> _The request_
Extract every line of the material below that contains the word "green".

-- Dataset extract start --

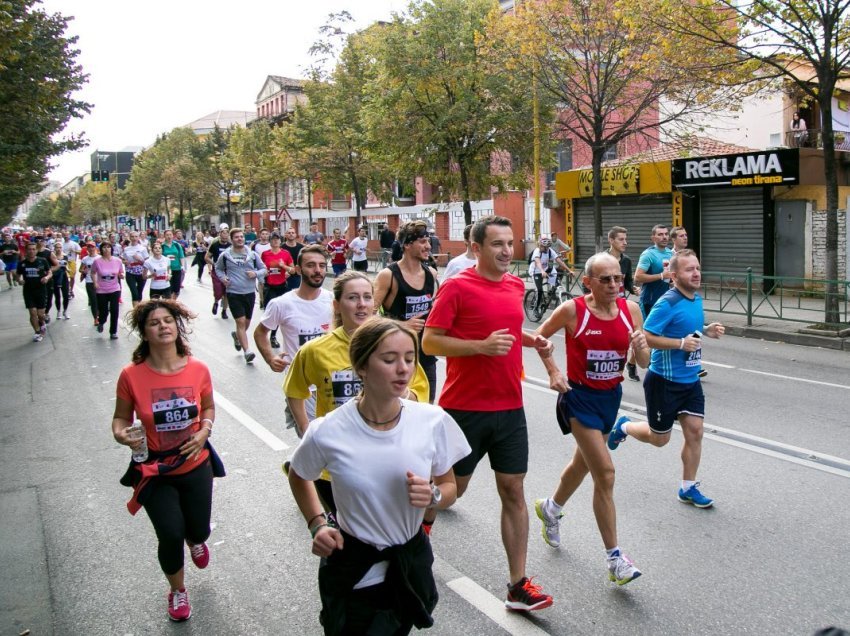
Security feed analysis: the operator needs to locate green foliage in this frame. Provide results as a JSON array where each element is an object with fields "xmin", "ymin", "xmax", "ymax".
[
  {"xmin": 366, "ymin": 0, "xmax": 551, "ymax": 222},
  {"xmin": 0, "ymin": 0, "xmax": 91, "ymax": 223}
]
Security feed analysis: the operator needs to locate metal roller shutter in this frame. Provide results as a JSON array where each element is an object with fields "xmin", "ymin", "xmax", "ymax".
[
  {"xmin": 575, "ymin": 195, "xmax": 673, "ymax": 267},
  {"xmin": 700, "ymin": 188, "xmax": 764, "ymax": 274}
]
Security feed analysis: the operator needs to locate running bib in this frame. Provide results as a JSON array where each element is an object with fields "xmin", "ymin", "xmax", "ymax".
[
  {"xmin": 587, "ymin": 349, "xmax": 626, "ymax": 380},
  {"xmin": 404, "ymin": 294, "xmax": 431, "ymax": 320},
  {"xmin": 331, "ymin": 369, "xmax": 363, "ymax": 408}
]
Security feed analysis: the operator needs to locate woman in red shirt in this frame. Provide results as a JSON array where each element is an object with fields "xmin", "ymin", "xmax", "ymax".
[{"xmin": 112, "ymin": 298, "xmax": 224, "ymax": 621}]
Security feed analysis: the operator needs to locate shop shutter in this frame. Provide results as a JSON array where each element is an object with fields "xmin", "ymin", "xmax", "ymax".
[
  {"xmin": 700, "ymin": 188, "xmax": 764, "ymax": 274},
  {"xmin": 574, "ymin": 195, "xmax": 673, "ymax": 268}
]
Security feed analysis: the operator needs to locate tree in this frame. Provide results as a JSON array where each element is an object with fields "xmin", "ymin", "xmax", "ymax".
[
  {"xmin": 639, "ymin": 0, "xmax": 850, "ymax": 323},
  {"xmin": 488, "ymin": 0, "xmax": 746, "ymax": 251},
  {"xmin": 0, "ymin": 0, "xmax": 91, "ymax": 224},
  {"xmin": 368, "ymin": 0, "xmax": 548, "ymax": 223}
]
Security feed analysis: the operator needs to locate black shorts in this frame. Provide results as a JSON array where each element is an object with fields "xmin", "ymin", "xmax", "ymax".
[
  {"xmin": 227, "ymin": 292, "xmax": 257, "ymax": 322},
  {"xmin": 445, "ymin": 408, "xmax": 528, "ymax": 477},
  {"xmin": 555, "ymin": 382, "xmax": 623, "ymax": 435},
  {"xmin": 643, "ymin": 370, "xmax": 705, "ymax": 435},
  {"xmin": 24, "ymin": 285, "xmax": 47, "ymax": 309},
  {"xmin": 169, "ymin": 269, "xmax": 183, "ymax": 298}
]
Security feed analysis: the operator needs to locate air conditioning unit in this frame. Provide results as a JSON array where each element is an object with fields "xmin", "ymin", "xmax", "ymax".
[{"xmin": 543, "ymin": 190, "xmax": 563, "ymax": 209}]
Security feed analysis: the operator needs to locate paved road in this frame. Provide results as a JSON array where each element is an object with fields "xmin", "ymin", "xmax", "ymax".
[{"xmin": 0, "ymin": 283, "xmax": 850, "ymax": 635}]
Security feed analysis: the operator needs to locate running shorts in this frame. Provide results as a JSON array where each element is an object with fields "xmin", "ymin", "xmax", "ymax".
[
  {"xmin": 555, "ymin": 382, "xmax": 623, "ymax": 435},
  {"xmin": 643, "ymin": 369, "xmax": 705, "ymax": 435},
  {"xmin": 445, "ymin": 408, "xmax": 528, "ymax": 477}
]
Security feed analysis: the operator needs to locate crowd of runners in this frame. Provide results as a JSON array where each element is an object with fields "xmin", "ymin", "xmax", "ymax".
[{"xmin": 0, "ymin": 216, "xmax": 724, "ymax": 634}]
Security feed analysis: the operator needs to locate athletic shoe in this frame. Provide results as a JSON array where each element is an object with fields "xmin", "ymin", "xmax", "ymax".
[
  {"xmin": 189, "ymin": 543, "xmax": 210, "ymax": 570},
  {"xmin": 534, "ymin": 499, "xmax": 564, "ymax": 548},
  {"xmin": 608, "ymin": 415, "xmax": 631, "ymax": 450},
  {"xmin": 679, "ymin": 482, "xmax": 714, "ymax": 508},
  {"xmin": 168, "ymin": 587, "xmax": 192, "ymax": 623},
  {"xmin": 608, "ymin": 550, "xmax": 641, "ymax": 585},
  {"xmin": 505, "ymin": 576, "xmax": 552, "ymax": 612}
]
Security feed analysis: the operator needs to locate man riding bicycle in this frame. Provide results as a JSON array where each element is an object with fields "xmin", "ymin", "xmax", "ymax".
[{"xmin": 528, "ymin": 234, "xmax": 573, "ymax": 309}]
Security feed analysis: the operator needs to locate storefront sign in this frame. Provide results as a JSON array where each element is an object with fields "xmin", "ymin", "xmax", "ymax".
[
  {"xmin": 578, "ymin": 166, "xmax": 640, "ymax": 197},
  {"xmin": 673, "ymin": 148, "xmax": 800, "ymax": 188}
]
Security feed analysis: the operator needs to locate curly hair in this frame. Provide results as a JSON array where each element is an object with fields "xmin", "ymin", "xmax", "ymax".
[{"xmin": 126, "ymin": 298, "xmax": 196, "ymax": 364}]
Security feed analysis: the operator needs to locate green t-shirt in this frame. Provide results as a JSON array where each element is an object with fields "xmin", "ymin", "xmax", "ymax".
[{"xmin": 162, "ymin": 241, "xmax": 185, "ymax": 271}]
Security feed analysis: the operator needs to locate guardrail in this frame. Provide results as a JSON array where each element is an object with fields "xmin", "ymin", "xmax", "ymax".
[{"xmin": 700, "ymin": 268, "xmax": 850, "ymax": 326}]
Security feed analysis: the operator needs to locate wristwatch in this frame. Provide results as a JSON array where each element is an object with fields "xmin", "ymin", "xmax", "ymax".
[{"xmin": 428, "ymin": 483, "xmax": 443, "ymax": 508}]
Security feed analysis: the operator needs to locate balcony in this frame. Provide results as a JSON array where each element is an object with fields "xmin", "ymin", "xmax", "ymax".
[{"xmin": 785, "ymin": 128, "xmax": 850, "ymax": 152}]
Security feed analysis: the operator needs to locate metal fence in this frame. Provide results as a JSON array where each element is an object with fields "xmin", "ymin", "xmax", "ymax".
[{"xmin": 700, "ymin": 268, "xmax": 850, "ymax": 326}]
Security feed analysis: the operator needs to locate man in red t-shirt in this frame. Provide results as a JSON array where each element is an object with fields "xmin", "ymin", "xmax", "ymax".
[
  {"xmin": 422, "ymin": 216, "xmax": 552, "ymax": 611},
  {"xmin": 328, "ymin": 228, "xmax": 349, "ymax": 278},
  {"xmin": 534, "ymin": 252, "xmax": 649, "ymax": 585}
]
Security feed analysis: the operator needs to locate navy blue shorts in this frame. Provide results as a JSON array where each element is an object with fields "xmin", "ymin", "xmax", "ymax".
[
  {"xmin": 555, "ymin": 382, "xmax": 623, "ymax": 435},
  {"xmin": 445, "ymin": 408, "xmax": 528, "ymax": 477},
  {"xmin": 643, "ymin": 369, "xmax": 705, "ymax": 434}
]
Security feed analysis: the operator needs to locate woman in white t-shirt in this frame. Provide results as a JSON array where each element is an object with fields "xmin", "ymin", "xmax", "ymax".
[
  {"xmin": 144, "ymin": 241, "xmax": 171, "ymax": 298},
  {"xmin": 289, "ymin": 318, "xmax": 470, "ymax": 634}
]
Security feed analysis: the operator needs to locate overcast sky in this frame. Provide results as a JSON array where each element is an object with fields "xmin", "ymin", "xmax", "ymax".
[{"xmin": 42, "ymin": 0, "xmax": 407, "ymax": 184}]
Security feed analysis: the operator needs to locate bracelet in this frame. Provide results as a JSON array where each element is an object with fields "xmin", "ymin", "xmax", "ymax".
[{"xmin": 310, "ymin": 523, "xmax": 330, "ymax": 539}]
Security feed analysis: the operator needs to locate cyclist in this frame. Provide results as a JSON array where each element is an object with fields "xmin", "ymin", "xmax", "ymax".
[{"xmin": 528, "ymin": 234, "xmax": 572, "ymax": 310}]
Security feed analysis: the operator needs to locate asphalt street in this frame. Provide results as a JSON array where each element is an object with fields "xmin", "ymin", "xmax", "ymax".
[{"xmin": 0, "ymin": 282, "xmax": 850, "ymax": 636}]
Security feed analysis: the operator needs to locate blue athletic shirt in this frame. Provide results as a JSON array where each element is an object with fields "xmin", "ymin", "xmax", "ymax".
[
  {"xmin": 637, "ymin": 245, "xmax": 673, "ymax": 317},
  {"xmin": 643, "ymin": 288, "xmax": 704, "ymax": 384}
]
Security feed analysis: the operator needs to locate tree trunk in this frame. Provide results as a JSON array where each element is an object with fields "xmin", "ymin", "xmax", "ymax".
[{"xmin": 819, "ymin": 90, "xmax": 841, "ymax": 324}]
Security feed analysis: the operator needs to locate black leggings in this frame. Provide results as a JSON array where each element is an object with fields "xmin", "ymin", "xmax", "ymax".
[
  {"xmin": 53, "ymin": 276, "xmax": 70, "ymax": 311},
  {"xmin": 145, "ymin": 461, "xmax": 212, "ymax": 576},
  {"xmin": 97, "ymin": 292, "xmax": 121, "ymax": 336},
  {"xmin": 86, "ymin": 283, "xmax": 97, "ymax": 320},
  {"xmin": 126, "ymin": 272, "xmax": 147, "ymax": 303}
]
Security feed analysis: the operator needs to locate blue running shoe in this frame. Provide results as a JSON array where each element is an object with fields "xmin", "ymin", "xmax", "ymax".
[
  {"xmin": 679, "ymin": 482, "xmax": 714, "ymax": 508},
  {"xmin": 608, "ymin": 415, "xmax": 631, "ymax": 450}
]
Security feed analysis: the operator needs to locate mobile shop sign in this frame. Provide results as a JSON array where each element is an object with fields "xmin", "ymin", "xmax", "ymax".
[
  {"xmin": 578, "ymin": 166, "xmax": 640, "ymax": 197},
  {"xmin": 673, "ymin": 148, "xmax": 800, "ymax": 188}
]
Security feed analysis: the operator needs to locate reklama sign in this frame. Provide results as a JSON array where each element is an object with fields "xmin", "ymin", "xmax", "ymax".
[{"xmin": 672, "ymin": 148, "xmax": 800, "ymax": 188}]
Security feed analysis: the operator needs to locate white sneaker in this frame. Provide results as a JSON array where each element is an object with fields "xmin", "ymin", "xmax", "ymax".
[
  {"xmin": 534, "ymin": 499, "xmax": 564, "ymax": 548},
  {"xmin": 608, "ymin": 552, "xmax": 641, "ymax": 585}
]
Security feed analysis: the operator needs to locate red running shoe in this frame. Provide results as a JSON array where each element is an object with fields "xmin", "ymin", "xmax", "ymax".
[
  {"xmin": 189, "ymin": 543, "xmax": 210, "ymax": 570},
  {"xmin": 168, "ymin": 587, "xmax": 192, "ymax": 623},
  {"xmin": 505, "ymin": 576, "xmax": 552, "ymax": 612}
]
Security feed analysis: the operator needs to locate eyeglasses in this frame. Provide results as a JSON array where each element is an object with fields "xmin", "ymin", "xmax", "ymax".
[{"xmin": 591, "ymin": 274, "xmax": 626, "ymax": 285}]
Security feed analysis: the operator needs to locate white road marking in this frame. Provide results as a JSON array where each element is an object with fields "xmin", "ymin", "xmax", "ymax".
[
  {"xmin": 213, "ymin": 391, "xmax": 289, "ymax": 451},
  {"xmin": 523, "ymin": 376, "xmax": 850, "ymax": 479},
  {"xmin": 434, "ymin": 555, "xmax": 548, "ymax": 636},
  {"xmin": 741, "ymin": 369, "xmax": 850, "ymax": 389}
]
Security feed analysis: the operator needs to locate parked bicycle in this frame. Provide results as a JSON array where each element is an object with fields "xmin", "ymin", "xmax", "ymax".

-- Dataset extract end --

> _Solution below_
Security feed analysis: the operator needs to locate green foliage in this frame. Provide results as a JSON array where each element is an object with fields "xmin", "ymin", "xmax", "ymax".
Security feed analysis: the operator needs to locate green t-shirt in this frame. Provide results as a JSON array where each element is an object with fields "xmin", "ymin", "xmax", "ymax".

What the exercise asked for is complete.